● Work required
Write out the listing below from the line containing "Objective — one marker on every instance of the tile" to its last line, unaltered, ends included.
*****
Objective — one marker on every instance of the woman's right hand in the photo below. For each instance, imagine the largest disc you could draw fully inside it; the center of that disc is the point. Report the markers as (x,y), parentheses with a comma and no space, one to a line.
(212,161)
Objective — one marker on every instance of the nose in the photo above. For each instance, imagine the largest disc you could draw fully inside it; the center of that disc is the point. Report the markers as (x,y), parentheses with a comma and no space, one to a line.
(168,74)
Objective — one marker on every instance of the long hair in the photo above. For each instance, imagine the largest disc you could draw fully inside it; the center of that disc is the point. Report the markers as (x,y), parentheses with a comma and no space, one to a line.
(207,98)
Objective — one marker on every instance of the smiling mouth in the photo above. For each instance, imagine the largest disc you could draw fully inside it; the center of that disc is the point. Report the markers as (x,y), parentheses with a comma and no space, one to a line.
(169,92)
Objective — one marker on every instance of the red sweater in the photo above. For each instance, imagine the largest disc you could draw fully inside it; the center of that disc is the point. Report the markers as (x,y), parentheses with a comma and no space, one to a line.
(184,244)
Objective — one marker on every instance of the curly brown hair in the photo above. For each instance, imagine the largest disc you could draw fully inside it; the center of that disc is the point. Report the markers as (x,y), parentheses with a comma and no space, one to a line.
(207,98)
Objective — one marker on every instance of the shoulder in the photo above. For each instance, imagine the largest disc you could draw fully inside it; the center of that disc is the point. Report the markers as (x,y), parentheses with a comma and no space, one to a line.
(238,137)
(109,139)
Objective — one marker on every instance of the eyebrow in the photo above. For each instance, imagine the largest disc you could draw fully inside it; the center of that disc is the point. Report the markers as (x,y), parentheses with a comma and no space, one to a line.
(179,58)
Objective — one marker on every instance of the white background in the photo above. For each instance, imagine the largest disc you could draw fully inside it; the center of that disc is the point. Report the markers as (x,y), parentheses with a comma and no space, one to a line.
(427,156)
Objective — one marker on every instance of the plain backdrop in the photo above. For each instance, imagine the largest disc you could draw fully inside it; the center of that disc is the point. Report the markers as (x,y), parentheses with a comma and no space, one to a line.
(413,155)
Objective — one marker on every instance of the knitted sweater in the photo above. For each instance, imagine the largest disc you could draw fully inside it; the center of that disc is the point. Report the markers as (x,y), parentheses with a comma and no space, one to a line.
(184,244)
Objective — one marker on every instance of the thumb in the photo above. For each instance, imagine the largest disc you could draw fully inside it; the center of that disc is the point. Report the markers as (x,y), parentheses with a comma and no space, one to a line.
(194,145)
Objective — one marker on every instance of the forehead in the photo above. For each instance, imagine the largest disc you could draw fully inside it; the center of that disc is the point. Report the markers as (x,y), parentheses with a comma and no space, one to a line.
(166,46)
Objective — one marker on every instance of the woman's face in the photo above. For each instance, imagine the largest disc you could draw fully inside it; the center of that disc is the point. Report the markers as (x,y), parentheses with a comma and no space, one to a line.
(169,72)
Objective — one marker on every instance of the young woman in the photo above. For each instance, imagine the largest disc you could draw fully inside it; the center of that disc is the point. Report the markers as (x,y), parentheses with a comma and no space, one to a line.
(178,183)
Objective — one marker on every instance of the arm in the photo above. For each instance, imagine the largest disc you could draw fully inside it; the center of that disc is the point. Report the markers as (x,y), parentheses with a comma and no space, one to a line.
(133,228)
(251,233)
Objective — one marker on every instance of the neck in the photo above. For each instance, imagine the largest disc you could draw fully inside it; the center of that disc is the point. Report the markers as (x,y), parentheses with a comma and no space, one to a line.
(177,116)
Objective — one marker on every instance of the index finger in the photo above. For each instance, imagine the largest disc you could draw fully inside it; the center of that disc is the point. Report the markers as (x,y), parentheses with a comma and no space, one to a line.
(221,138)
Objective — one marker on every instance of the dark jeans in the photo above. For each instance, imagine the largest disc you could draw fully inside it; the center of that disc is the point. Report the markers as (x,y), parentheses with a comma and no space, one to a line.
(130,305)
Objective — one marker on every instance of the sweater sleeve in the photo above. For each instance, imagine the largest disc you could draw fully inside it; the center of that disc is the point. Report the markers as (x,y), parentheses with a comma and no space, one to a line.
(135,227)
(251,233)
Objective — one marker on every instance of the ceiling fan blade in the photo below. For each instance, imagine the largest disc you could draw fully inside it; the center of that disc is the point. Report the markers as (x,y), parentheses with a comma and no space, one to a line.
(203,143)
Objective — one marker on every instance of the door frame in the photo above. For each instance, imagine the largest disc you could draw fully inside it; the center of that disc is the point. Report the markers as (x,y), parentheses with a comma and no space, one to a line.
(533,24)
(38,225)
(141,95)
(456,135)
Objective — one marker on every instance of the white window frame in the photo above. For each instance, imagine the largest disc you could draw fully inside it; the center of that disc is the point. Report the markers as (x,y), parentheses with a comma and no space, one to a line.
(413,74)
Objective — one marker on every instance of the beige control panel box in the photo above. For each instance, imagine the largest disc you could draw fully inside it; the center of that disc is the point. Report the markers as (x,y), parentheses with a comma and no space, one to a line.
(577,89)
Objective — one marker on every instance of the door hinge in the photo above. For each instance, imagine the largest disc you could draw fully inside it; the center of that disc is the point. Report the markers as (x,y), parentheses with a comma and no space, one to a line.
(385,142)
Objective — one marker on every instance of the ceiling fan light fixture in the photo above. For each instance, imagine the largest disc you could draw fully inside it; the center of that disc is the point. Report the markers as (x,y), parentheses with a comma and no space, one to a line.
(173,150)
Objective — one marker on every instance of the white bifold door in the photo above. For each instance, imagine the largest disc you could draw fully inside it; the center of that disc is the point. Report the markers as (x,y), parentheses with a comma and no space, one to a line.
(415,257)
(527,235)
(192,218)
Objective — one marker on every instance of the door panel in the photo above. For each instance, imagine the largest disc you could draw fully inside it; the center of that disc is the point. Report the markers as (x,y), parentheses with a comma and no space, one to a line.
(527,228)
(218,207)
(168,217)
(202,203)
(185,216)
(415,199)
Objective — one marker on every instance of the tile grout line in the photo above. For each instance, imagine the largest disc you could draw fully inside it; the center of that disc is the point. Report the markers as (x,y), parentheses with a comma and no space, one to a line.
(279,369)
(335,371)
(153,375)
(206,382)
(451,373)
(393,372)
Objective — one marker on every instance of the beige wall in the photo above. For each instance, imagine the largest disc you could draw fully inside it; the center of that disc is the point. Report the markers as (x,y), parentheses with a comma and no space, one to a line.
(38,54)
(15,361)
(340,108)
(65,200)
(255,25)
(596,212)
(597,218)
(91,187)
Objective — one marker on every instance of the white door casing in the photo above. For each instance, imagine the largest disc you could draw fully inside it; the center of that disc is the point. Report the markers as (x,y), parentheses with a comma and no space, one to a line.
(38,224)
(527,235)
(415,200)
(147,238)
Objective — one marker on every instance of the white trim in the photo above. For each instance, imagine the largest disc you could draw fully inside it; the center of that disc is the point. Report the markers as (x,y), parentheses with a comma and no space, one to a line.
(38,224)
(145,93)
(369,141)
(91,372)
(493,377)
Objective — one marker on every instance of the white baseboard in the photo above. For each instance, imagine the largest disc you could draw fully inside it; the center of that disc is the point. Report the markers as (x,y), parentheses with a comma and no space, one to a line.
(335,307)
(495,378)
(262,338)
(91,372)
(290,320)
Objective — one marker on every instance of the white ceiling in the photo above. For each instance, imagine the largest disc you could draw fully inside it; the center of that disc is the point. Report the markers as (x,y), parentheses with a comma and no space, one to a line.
*****
● Correct output
Objective — one marker on every instance of the tile grout line in the photo above. For each instance, imagine the largest disc you could draw fully inside it; the center of that disc is the point. Report the markers as (x,y), parentheses with a comma and no space, one to a line.
(279,369)
(335,371)
(153,375)
(206,382)
(451,373)
(393,372)
Objective — one marker on every instance of the beige wall in the photo above. For each instance, imagine the largest disc you could draw fully inside it; the center of that disc is the point. Report the markers as (x,y), parentheses with a comma and no space, one to a line.
(38,54)
(15,361)
(340,108)
(65,200)
(255,25)
(596,212)
(597,218)
(91,187)
Objective — one marker on every instance of the white door casing in the photo above. For each instance, imagine the largest disc you could draw fully inside it; the center of that disc is the point. Report the markers as (x,y), parentheses with a comma and no space, one to a line.
(38,224)
(527,235)
(415,200)
(147,238)
Objective — one marker on every instance of the white trim in the photo above. For each instance, imagine the largest disc you could draw fully inside it; the center of that disc is the point. Report the markers as (x,y), parentheses with a comma and no space, one to a line.
(38,224)
(145,93)
(369,141)
(91,372)
(493,377)
Objective — one marker on every instance of the white baseboard in the photo above. For each instance, imagine the largest disc you could draw fully inside it; the center of that disc is the point. Report the markers as (x,y), parentheses with a comma and no space, one to a line.
(335,307)
(495,378)
(262,338)
(91,372)
(290,320)
Objective — one marker on every instance of the white ceiling in the photo above. For each instance, imagine the largest disc you could draw fully inside it; the center of that disc is the point. Report the markers as (x,y), parentheses with a comma and no space, one to a line.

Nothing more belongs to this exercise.